= Beginning of Section =

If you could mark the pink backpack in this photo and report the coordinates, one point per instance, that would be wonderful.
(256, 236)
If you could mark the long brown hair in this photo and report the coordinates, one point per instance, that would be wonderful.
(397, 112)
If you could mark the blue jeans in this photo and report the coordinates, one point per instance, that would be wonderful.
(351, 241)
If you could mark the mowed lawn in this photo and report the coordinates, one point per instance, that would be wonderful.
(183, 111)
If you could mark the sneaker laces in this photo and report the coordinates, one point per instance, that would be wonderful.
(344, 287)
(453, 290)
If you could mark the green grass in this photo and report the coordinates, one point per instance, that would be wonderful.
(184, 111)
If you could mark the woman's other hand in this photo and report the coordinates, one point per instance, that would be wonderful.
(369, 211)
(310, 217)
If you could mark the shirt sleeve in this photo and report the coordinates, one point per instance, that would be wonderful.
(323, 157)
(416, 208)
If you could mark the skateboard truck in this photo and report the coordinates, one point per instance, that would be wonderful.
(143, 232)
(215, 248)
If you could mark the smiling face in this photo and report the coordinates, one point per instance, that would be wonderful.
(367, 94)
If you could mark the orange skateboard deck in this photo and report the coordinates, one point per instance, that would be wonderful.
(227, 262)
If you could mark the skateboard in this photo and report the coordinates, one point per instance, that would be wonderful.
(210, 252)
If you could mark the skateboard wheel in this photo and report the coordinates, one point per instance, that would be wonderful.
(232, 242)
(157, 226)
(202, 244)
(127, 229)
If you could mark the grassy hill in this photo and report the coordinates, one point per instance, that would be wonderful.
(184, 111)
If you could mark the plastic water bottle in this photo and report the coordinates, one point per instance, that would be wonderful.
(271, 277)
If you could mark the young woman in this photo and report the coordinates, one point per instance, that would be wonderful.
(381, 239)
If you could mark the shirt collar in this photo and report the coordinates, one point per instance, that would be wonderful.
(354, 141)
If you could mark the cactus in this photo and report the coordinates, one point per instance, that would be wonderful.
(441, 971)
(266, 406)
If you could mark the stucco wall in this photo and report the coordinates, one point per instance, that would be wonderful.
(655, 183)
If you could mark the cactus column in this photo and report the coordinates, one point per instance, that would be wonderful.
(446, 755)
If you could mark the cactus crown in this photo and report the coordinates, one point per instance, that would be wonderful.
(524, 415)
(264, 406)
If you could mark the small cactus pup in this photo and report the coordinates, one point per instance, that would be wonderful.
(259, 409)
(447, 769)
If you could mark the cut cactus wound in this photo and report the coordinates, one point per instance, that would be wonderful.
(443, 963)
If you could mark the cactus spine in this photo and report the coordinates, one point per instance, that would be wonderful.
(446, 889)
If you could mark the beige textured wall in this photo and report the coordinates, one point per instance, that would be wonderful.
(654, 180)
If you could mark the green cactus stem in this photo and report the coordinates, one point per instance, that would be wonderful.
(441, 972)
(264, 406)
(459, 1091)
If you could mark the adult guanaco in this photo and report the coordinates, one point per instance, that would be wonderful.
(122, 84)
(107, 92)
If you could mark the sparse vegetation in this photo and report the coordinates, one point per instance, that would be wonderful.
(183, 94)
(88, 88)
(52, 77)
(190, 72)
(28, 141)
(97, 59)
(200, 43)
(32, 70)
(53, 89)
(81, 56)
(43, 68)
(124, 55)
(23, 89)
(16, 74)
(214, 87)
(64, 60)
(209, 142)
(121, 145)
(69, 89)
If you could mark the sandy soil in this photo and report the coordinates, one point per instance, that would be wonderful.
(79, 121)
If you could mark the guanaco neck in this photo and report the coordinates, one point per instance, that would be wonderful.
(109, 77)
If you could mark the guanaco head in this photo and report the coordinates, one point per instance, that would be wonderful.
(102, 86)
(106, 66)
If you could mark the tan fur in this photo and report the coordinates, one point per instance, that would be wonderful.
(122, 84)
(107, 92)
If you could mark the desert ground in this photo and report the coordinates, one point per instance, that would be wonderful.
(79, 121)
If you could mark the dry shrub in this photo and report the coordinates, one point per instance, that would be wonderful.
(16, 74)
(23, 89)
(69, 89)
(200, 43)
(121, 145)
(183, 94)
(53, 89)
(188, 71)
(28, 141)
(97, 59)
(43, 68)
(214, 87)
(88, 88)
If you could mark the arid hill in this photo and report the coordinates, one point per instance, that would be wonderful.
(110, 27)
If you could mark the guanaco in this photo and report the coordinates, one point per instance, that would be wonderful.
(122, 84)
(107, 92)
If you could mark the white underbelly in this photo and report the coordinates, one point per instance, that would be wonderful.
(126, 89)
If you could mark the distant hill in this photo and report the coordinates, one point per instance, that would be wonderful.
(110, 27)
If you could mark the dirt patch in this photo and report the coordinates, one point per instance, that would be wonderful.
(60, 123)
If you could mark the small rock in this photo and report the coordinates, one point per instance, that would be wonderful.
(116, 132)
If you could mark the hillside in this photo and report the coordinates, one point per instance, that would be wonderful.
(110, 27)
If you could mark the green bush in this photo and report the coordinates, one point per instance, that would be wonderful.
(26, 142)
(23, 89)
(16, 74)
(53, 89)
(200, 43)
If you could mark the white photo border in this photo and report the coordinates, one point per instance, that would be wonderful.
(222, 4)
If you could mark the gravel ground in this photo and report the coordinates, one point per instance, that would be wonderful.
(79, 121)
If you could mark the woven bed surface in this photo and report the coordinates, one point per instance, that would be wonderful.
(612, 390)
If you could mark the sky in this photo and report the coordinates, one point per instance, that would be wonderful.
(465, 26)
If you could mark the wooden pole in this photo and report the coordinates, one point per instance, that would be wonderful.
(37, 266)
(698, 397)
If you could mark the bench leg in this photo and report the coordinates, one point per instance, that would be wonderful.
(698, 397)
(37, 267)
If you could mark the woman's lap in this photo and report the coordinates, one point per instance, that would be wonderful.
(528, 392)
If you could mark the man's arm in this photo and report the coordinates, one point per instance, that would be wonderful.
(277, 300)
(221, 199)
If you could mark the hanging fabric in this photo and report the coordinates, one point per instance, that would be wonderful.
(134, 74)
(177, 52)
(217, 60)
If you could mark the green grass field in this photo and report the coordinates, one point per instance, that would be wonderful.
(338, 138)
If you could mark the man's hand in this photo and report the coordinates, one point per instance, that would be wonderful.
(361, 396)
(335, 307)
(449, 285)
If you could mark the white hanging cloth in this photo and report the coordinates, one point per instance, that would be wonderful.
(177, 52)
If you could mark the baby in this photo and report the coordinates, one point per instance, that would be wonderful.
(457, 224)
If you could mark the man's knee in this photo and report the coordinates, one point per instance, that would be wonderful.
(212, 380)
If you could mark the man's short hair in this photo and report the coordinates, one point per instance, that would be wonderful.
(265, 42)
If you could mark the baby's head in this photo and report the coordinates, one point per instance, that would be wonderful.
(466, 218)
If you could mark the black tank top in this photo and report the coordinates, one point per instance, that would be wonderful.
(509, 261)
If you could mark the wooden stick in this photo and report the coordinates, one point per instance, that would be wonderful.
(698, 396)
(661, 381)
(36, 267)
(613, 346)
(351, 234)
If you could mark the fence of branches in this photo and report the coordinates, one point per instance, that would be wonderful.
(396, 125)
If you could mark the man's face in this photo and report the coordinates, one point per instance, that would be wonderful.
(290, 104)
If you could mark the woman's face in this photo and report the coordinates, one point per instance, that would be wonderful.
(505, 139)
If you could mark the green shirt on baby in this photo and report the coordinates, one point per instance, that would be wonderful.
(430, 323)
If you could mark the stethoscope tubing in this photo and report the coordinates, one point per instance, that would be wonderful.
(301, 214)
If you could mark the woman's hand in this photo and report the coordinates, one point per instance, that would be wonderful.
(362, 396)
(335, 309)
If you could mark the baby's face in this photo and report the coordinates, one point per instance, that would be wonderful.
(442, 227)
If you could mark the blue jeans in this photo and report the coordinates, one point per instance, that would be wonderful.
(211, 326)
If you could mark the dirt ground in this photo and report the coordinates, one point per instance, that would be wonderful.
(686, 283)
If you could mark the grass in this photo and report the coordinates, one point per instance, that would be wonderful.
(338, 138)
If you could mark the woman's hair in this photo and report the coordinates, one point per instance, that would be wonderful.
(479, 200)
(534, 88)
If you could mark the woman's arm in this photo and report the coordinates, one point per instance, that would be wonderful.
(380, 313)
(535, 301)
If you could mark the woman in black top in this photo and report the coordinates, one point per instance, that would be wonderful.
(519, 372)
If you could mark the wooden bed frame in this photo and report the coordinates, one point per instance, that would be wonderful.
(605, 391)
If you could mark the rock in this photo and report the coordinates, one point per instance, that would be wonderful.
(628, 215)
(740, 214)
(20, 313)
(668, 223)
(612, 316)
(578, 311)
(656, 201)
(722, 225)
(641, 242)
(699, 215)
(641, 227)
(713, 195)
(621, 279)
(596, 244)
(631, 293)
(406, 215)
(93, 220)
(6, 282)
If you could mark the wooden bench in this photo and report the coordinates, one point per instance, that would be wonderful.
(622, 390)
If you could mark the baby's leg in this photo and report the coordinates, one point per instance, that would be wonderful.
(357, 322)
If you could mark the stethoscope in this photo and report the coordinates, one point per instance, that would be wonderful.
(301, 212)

= End of Section =

WORK REQUEST ▸ What you return must be the line that contains "If you could mark the stethoscope in" followed by every remaining line of the material, all exactly as written and nothing more.

RESPONSE TO THE EXERCISE ▸
If you could mark the stethoscope in this photo and report the coordinates, one point per instance, that would be wonderful.
(301, 212)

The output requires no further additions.